**BRONTEKST**
-=-=-
Herman van Genderen

In deze column wordt steeds een bioloog besproken die ook schrijver is. Deze keer: Herman van Genderen

In een Natator over “gif” kan deze column alleen maar gaan over Herman van Genderen, de grootvader van de Nederlandse toxicologie. Toxicologie is in Nederland een flink uit de kluiten gewassen vakgebied, met een actieve beroepsvereniging en een post-doctorale opleiding Toxicologie die leidt tot een Europese registratie. Het zijn vooral afgestudeerden in de biomedische wetenschappen die de toxicologie in gaan, maar je vindt er ook ecologen (ecotoxicologie), chemici (m.n. analytisch chemici) en milieukundigen. Het is bij uitstek een multidisciplinair vakgebied.
-=-=-
**OPGESOMD MATERIAAL**
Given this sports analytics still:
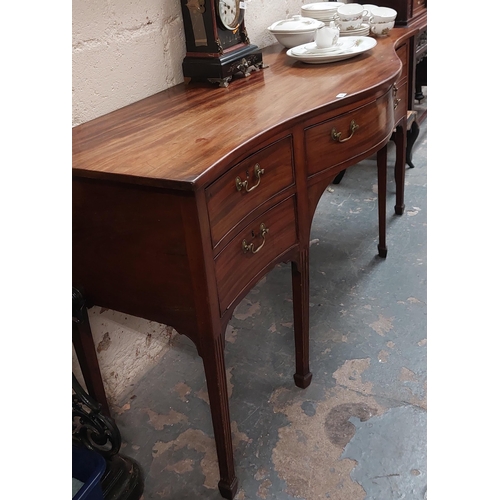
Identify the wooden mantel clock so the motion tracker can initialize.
[181,0,264,87]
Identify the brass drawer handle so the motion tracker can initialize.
[236,163,264,193]
[241,223,269,253]
[330,120,359,142]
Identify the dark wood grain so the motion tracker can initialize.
[73,20,426,499]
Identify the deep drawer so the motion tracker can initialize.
[215,196,298,314]
[305,88,394,175]
[206,136,294,248]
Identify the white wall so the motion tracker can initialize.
[73,0,330,404]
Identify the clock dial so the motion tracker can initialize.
[219,0,240,30]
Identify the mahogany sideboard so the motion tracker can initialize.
[72,23,426,499]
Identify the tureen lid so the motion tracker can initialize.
[267,15,325,33]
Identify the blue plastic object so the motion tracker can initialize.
[73,445,106,500]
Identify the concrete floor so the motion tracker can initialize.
[113,121,427,500]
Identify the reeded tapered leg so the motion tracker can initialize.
[73,307,111,417]
[377,144,387,257]
[394,122,407,215]
[292,248,312,389]
[201,335,238,500]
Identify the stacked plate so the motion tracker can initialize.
[339,23,370,36]
[300,2,344,24]
[286,36,377,64]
-=-=-
**OPDRACHTOMSCHRIJVING**
Schrijf uit de column over Herman van Genderen alles over vanaf "In een Natator" tot en met "een multidisciplinair vakgebied.". Het materiaal is hier niet nodig.

**UITGEWERKT ANTWOORD**
In een Natator over “gif” kan deze column alleen maar gaan over Herman van Genderen, de grootvader van de Nederlandse toxicologie. Toxicologie is in Nederland een flink uit de kluiten gewassen vakgebied, met een actieve beroepsvereniging en een post-doctorale opleiding Toxicologie die leidt tot een Europese registratie. Het zijn vooral afgestudeerden in de biomedische wetenschappen die de toxicologie in gaan, maar je vindt er ook ecologen (ecotoxicologie), chemici (m.n. analytisch chemici) en milieukundigen. Het is bij uitstek een multidisciplinair vakgebied.